- **Reading passage**:
=====
Deep nets vs expert designed features in medical physics: An IMRT QA case study

Purpose The purpose of this study was to compare the performance of Deep Neural Networks against a technique designed by domain experts in the prediction of gamma passing rates for Intensity Modulated Radiation Therapy Quality Assurance (IMRT QA). Method A total of 498 IMRT plans across all treatment sites were planned in Eclipse version 11 and delivered using a dynamic sliding window technique on Clinac iX or TrueBeam Linacs. Measurements were performed using a commercial 2D diode array, and passing rates for 3%/3 mm local dose/distance‐to‐agreement (DTA) were recorded. Separately, fluence maps calculated for each plan were used as inputs to a convolution neural network (CNN). The CNNs were trained to predict IMRT QA gamma passing rates using TensorFlow and Keras. A set of model architectures, inspired by the convolutional blocks of the VGG‐16 ImageNet model, were constructed and implemented. Synthetic data, created by rotating and translating the fluence maps during training, was created to boost the performance of the CNNs. Dropout, batch normalization, and data augmentation were utilized to help train the model. The performance of the CNNs was compared to a generalized Poisson regression model, previously developed for this application, which used 78 expert designed features. Results Deep Neural Networks without domain knowledge achieved comparable performance to a baseline system designed by domain experts in the prediction of 3%/3 mm Local gamma passing rates. An ensemble of neural nets resulted in a mean absolute error (MAE) of 0.70 ± 0.05 and the domain expert model resulted in a 0.74 ± 0.06. Conclusions Convolutional neural networks (CNNs) with transfer learning can predict IMRT QA passing rates by automatically designing features from the fluence maps without human expert supervision. Predictions from CNNs are comparable to a system carefully designed by physicist experts.
=====
- **Dataset content**:
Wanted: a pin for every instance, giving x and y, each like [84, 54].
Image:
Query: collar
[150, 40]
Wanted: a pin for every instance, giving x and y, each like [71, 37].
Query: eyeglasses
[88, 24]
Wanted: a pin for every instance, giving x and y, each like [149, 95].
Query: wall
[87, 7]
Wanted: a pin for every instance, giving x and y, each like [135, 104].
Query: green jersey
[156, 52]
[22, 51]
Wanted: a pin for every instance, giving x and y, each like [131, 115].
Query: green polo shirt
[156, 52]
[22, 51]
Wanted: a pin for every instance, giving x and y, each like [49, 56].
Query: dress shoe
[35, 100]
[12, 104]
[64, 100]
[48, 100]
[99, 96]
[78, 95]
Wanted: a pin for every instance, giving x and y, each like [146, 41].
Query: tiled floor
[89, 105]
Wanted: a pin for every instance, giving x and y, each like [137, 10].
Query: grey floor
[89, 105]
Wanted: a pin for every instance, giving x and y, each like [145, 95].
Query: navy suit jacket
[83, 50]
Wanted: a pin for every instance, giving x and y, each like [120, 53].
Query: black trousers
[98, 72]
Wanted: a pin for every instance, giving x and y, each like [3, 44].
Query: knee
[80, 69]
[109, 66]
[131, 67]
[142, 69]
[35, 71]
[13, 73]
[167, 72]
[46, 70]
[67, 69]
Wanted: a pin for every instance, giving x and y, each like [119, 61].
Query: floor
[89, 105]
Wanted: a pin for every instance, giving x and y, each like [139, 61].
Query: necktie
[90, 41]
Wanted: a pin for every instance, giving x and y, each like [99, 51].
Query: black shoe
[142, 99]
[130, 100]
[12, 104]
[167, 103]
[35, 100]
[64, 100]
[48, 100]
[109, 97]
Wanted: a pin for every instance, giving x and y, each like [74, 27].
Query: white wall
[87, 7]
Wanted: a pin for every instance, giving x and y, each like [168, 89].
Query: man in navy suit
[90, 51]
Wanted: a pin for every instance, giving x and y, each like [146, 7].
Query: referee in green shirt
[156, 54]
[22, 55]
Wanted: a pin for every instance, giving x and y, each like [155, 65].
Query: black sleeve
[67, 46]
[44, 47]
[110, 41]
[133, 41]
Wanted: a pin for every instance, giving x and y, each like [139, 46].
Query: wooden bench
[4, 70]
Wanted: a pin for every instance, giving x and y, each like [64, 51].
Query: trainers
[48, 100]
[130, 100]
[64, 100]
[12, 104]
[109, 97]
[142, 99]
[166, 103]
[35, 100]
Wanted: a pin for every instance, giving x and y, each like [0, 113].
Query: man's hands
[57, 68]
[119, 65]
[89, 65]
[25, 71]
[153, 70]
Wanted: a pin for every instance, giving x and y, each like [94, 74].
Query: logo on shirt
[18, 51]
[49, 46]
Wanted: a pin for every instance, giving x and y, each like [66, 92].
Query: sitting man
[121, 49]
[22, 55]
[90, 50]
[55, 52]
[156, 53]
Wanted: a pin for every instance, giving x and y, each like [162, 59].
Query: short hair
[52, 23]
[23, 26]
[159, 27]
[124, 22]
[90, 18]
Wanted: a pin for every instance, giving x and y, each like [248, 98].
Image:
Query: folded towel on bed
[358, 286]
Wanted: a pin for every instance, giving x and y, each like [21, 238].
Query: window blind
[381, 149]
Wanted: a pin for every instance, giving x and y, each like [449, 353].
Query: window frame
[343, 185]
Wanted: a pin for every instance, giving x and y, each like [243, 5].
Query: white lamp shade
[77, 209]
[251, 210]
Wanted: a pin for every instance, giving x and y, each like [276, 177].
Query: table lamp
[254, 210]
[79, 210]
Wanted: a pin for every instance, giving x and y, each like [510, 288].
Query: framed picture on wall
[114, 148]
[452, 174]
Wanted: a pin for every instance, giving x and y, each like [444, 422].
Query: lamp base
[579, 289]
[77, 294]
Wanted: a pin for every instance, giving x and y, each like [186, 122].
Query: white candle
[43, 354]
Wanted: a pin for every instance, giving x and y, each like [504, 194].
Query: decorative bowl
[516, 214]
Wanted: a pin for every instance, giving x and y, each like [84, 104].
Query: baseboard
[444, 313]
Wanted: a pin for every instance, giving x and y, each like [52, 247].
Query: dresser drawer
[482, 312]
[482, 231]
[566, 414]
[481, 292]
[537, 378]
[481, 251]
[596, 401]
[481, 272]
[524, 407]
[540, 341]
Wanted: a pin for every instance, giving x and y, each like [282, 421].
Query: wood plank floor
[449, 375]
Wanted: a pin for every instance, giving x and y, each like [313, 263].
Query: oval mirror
=====
- **What you should do**: In the IMRT QA case study, why were the fluence maps rotated and translated during training? Please answer in one to three sentences.

- **Solution to this exercise**: Rotating and translating the fluence maps during training produced synthetic data. That synthetic data was created to boost the performance of the convolutional neural networks.